## [TASK OBJECTIVE]
Please reproduce the records below word for word, line by line, with nothing changed, added, or left out.
>>>
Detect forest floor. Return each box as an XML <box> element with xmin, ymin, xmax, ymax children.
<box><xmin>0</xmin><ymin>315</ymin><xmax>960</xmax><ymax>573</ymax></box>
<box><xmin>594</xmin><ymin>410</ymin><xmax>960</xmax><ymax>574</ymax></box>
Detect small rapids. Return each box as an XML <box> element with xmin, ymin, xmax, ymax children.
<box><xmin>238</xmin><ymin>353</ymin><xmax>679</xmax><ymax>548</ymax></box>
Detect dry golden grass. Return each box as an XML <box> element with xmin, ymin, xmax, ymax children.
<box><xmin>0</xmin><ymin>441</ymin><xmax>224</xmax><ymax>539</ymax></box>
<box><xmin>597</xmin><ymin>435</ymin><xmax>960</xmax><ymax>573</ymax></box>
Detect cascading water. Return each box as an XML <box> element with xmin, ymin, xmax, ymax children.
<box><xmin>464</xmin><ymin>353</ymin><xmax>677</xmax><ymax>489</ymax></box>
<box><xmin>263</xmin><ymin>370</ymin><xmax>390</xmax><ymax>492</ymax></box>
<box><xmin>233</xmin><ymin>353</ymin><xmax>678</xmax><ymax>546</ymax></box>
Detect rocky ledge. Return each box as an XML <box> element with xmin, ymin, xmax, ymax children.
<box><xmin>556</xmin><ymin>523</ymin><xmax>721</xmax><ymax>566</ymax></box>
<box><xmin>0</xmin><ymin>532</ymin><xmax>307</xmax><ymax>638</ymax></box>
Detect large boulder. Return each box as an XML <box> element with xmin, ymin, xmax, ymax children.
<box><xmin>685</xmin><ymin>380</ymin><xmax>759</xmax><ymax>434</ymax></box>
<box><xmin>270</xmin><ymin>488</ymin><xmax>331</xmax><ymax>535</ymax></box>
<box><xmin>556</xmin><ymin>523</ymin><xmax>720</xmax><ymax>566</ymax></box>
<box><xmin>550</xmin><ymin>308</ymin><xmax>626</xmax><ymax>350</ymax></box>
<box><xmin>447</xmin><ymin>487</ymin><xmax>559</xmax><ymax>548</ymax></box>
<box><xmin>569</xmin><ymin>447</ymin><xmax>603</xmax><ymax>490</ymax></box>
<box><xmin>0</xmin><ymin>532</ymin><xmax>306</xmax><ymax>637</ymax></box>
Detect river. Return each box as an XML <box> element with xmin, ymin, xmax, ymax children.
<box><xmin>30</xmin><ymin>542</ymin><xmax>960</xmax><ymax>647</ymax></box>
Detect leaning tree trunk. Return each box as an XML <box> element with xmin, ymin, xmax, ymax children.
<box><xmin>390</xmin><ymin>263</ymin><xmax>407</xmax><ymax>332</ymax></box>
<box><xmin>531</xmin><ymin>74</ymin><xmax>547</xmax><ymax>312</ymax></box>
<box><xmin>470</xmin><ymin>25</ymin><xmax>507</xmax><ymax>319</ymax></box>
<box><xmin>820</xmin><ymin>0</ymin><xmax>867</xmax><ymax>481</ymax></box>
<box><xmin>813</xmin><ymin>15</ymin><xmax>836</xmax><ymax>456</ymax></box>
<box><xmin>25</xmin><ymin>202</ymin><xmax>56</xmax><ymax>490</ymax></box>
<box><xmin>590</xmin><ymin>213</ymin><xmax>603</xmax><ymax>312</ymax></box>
<<<
## [RESULT]
Detect forest floor. Return each box as an XML <box> element with xmin, ymin, xmax, ymax children.
<box><xmin>0</xmin><ymin>315</ymin><xmax>960</xmax><ymax>573</ymax></box>
<box><xmin>594</xmin><ymin>410</ymin><xmax>960</xmax><ymax>574</ymax></box>
Detect small rapids. Return each box as an XML <box> element with xmin, ymin, xmax, ymax children.
<box><xmin>238</xmin><ymin>353</ymin><xmax>679</xmax><ymax>548</ymax></box>
Detect dry golden grass. Return each box as an XML <box> element with xmin, ymin, xmax, ymax children.
<box><xmin>0</xmin><ymin>441</ymin><xmax>224</xmax><ymax>539</ymax></box>
<box><xmin>597</xmin><ymin>435</ymin><xmax>960</xmax><ymax>573</ymax></box>
Detect cascading water. Return each box as an XML <box> element with xmin, ymin, xmax, ymax children.
<box><xmin>464</xmin><ymin>353</ymin><xmax>677</xmax><ymax>489</ymax></box>
<box><xmin>263</xmin><ymin>370</ymin><xmax>390</xmax><ymax>492</ymax></box>
<box><xmin>233</xmin><ymin>353</ymin><xmax>678</xmax><ymax>546</ymax></box>
Detect rocky ledge. Return each box as an XML <box> element with xmin, ymin, xmax, ymax children.
<box><xmin>556</xmin><ymin>523</ymin><xmax>721</xmax><ymax>566</ymax></box>
<box><xmin>0</xmin><ymin>532</ymin><xmax>307</xmax><ymax>638</ymax></box>
Detect large boulder. Return each box as an XML <box> element with xmin, ymin, xmax, ymax children.
<box><xmin>685</xmin><ymin>380</ymin><xmax>759</xmax><ymax>434</ymax></box>
<box><xmin>270</xmin><ymin>488</ymin><xmax>331</xmax><ymax>535</ymax></box>
<box><xmin>556</xmin><ymin>523</ymin><xmax>720</xmax><ymax>566</ymax></box>
<box><xmin>550</xmin><ymin>308</ymin><xmax>626</xmax><ymax>350</ymax></box>
<box><xmin>447</xmin><ymin>487</ymin><xmax>559</xmax><ymax>548</ymax></box>
<box><xmin>569</xmin><ymin>447</ymin><xmax>603</xmax><ymax>490</ymax></box>
<box><xmin>0</xmin><ymin>532</ymin><xmax>306</xmax><ymax>637</ymax></box>
Detect river. Return each box as an XML <box> element with xmin, ymin, xmax, ymax children.
<box><xmin>30</xmin><ymin>542</ymin><xmax>960</xmax><ymax>647</ymax></box>
Detect leaning tree trunk. Return each box as an XML <box> element with xmin, ymin, xmax, ymax children.
<box><xmin>390</xmin><ymin>263</ymin><xmax>407</xmax><ymax>332</ymax></box>
<box><xmin>531</xmin><ymin>74</ymin><xmax>547</xmax><ymax>312</ymax></box>
<box><xmin>470</xmin><ymin>25</ymin><xmax>507</xmax><ymax>319</ymax></box>
<box><xmin>820</xmin><ymin>0</ymin><xmax>867</xmax><ymax>481</ymax></box>
<box><xmin>813</xmin><ymin>15</ymin><xmax>836</xmax><ymax>456</ymax></box>
<box><xmin>25</xmin><ymin>202</ymin><xmax>56</xmax><ymax>490</ymax></box>
<box><xmin>590</xmin><ymin>213</ymin><xmax>603</xmax><ymax>312</ymax></box>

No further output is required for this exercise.